**Text to read**
08/07/2018 09:24:55 PM

Aug7

Mattot Mas'ei 2018

Like many Jews of my generation, I grew up hearing first-hand testimonies from Holocaust survivors, both in Jewish and secular contexts, like my public school. Often, these testimonies were accompanied by stern reminders that we would be the last generation that would directly encounter survivors. We would be responsible to ensure that their experiences and memory would not be lost.

          I recall the following story from one such testimony. Decades after the Holocaust, this survivor saw a dermatologist for an ordinary procedure to remove a mole. The procedure involved burning a small piece of skin. While most of us would find that smell merely unpleasant, the survivor was deeply impacted by the experience. It was a smell she had not experienced since the Holocaust, where it pervaded the death camps. Encountering it again, even in the safety of her doctor's office, even all of those years later, made no difference. Her brain took her right back to the traumatic experiences of her youth during the Final Solution. The memories, images, and emotions all flooded right back. It was as if it were happening right there, all over again.

**Listing**
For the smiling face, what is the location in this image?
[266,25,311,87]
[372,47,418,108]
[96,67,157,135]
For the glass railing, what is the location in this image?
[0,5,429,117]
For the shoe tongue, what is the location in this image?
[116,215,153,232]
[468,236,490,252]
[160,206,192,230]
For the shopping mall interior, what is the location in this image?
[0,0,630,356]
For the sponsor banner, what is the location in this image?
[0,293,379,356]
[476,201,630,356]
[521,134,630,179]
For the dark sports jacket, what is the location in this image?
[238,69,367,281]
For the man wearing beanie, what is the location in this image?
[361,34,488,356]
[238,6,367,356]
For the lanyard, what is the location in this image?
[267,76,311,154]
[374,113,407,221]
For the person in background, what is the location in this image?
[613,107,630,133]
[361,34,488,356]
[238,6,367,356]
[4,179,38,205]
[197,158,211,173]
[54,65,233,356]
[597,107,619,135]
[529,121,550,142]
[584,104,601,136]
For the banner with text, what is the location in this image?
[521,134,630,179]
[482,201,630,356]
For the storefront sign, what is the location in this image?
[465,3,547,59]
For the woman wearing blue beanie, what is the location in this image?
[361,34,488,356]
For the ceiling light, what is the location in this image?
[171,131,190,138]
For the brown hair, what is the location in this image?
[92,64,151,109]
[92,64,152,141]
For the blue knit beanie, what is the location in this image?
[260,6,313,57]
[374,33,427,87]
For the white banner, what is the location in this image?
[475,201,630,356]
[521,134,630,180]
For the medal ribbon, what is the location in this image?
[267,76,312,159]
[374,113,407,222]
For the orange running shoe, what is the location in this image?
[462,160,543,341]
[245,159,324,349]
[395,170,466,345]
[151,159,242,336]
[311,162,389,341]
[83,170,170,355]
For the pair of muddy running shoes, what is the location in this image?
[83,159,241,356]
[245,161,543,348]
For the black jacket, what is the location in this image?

**What the exercise asks**
Write the next part of the essay on Holocaust survivor testimony, starting right after its last sentence. The rows above are separate material and have no connection to the essay on Holocaust survivor testimony.

**Response to this task**
          In recent years, psychologists have identified this phenomenon by the name “triggering.” A trigger is a stimulus, like a smell, sound or sight, that provokes intense reactions related to a past traumatic event. A small thing could set off an overwhelming feeling of sadness, anxiety or panic, as if the traumatic event is happening all over again. The classic example is soldiers returning from war, for whom loud noises or sudden movements can put them mentally back on the battlefield. But anyone who experienced something extraordinarily frightening or dangerous might continue to have triggers from it many years later. One theory suggests that during a fight-or-flight situation, our brains' short-term memory malfunctions, and misfiles the traumatic event as a present occurrence, rather than a past memory.

          I mention all of this because in our parasha this week, the combined portion of Mattot-Mas'ei, Moses seems to be triggered by his own past traumatic experiences. The section we read this week begins a new phase in our people's history: the settlement of the land of Israel. The people are encamped on the Western side of the Jordan river, poised to enter the land of Israel. The tribes of Reuven and Gad had large herds of cattle. They noticed that the land on the Western side of the Jordan was good grazing land for cattle, perhaps even better than the mountainous terrain of the land of Israel. They politely ask Moses if they could inherit that land, rather than whatever land they would have been assigned on the Eastern side of the river.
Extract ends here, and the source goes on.